■ REQUIRED WORK:
**A.** In the article about Betsie Gallardo, can you write out the passage that opens with "An Indiana woman" and closes with "intravenous nutritional support.", swapping "intravenous nutritional support" for "IV nutrition"?
**B.** How would the article about Betsie Gallardo's imprisonment go on past its last line? Write the next part.

An Indiana woman is fighting with the state of Florida to get her dying, HIV-positive daughter released from the Broward Correctional Facility, but Jessica Bussert says the state is refusing to release her 27-year-old daughter Betsie Gallardo and is also withholding intravenous nutritional support.

“A person in the prison medical system told me that the reason that they hadn’t started [nutritional treatment] is because the forgone conclusion was that she was going to die and it would prolong her suffering. It didn’t seem she was suffering to me when I saw her the other day,” Bussert says in a phone interview. “I bet she would like another day to live.”

Gallardo was convicted in 2008 of battery on an officer and resisting arrest. Her crime, according to a letter Bussert sent to the Indiana-based LGBT blog Bilerico, was that she is HIV-positive and spit on a police officer during a traffic accident investigation.

Bussert says her daughter was adopted from Haiti, along with her sister. While living in Haiti, she says, her daughter was regularly sexually abused by a police officer. When the police showed up at the scene of her car accident, she had a traumatic flashback to that sexual abuse.

Gallardo’s case is one of many nationally in which HIV-positive persons have faced significant criminal penalties for engaging in actions that do not spread the virus. In Michigan, Daniel Allen of Clinton Township faced bio-terrorism charges after allegedly biting a neighbor during a fight. A Macomb County Circuit Court judge ultimately rejected the criminal charges — saying there was no evidence that spit from an HIV-positive person was a bio-weapon.

Florida Gov. Charlie Crist’s office did not immediately return calls seeking comment for this story.

Bussert says the charges and the subsequent prison term were the result of her daughter’s race, poverty, national origin and HIV-positive status.

“Anyone with a brain knows, the virus doesn’t get transmitted that way,” Bussert says. “If I held a super squirter up and shot a cop with it would I be arrested for shooting the cop with something that looked like a deadly weapon?”

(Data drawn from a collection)
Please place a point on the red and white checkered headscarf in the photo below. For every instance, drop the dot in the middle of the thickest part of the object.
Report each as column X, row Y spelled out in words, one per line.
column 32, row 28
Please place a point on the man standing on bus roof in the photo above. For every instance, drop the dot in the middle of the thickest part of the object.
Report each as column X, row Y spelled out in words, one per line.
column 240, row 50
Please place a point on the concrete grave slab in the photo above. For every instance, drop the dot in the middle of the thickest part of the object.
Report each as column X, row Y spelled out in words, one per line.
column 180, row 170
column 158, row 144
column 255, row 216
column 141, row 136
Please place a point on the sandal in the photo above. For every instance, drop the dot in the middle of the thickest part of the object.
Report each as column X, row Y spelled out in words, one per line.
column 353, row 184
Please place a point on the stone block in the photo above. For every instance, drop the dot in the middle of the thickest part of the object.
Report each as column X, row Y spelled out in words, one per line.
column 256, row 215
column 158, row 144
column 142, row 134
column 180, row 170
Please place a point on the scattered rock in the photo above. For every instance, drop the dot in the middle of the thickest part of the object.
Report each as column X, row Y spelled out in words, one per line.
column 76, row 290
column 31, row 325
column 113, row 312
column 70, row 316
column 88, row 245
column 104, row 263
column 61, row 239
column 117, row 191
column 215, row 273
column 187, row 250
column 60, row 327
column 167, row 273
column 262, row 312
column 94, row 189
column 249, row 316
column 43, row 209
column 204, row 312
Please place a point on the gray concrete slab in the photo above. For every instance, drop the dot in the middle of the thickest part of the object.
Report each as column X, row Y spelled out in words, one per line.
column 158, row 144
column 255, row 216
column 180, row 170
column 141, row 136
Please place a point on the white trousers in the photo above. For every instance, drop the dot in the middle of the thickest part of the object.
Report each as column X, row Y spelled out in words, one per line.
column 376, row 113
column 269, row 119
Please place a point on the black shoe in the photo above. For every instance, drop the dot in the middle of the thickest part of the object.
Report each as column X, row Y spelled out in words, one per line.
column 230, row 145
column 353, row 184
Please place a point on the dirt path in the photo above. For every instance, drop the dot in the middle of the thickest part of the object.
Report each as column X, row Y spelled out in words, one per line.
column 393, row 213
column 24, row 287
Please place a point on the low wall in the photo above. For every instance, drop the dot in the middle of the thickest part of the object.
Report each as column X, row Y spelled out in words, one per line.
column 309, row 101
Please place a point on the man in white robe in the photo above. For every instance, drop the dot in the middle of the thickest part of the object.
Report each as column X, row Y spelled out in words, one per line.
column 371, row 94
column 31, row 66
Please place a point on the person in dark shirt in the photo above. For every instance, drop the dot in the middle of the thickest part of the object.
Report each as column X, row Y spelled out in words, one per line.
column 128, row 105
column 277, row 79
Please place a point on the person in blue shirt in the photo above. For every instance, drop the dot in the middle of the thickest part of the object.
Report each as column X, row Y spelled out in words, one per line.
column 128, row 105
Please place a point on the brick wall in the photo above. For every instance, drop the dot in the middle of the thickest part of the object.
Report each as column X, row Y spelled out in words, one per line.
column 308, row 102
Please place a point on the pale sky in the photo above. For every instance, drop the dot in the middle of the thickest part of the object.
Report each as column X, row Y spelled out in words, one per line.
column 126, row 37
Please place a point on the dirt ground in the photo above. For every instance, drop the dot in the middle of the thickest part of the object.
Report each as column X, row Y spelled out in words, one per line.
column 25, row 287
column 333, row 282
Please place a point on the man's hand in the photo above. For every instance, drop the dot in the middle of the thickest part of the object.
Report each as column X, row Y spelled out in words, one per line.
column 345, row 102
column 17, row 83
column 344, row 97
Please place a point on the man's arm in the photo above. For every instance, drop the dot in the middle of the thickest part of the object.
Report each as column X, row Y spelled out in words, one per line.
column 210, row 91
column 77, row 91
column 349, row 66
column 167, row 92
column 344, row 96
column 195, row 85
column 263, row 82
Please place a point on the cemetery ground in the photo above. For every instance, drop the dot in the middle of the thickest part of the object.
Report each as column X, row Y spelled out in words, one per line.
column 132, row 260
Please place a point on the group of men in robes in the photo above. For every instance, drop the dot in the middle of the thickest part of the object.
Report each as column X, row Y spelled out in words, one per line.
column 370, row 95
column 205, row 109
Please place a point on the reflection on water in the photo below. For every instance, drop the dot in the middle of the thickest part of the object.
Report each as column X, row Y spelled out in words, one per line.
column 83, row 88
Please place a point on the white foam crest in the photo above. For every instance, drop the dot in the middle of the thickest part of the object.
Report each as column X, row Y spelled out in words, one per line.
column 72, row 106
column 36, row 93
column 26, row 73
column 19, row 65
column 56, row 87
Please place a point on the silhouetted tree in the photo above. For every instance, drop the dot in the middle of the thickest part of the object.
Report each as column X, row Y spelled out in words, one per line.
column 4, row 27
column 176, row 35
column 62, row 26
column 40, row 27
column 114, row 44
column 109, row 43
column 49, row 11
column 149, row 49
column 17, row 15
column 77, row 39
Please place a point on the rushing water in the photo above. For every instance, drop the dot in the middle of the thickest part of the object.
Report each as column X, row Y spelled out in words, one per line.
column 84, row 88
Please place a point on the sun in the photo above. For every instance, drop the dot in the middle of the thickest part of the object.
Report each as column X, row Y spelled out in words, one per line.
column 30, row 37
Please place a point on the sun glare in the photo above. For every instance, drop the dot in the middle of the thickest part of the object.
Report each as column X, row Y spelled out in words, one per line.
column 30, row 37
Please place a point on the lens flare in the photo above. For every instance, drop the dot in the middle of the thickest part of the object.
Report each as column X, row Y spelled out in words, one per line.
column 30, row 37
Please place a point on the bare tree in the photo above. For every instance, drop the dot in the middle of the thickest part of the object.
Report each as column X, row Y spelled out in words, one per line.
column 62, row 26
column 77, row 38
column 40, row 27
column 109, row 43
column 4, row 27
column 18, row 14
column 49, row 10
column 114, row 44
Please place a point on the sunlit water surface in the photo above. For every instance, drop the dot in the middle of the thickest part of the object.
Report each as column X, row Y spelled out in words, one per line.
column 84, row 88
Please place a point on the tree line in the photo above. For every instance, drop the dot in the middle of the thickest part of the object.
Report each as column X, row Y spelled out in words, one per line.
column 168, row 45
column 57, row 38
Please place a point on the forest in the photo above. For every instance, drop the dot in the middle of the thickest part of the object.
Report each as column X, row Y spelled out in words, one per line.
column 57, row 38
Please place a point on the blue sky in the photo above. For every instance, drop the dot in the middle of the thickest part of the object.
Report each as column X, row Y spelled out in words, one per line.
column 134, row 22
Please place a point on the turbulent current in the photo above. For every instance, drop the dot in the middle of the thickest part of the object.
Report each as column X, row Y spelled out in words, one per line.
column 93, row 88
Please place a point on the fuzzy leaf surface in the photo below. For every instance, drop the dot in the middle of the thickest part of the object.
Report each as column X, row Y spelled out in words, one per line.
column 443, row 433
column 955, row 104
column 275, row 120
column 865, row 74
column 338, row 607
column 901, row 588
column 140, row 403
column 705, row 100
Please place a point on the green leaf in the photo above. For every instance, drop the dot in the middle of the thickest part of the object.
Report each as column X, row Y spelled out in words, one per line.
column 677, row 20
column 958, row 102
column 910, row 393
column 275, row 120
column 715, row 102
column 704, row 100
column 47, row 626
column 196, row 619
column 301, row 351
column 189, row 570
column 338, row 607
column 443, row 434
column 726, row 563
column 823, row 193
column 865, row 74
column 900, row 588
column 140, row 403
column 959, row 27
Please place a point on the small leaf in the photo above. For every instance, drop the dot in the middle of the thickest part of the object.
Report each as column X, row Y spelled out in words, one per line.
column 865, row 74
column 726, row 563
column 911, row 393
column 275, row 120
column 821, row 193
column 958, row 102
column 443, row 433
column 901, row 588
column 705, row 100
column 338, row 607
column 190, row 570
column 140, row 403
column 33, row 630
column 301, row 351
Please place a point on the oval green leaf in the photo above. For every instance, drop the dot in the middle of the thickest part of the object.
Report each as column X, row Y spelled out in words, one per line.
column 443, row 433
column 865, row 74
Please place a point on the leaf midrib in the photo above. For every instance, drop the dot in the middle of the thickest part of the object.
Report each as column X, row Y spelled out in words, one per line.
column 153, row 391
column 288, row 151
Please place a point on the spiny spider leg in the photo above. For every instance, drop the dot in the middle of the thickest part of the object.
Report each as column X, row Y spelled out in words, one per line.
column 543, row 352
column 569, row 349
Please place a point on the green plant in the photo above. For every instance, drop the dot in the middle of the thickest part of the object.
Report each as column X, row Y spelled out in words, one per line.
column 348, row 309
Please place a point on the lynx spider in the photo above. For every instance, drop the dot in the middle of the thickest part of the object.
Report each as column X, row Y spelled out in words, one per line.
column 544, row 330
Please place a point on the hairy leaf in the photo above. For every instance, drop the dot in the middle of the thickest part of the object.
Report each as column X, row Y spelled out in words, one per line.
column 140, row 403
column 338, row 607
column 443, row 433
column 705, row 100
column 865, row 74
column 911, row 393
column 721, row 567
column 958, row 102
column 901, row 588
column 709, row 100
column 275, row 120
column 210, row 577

■ ANSWERS FOR EACH ITEM:
**A.**
An Indiana woman is fighting with the state of Florida to get her dying, HIV-positive daughter released from the Broward Correctional Facility, but Jessica Bussert says the state is refusing to release her 27-year-old daughter Betsie Gallardo and is also withholding IV nutrition.

**B.**
According to Bussert, her daughter developed gallbladder cancer which spread to her colon — which led to the development of an inoperable tumor that has completely blocked her daughter’s intestines, preventing her from eating. Intravenous nutritional fluids could be given to Gallardoto prolong her life, her mother argues.

Asked if she is angered by the different treatment her daughter is receiving from that of Terri Schiavo in 2005, Bussert was clearly upset.

“You’re damn right I am,” she says.

Schiavo’s case became the center of a national firestorm in 2005 when pro-life activists attempted to thwart the decision by her husband to remove a feeding tube that was keeping her alive. The case lead then-President George W. Bush to intervene, and Congress passed legislation directed at stopping the removal of the tube. The courts ultimately upheld Schiavo’s husband’s right to remove the feeding tube.

Bussert, who waiting to take her state exams in nursing, says she is prepared to provide end-of-life services for her daughter, if the state of Florida will release her on compassionate grounds. She says she has already arranged for hospice services in Indiana, and if Gallardo is unable to travel, she has also arranged care in Florida.

“This is my daughter,” Bussert says. “She is a first-time offender. Let her come home with her family.”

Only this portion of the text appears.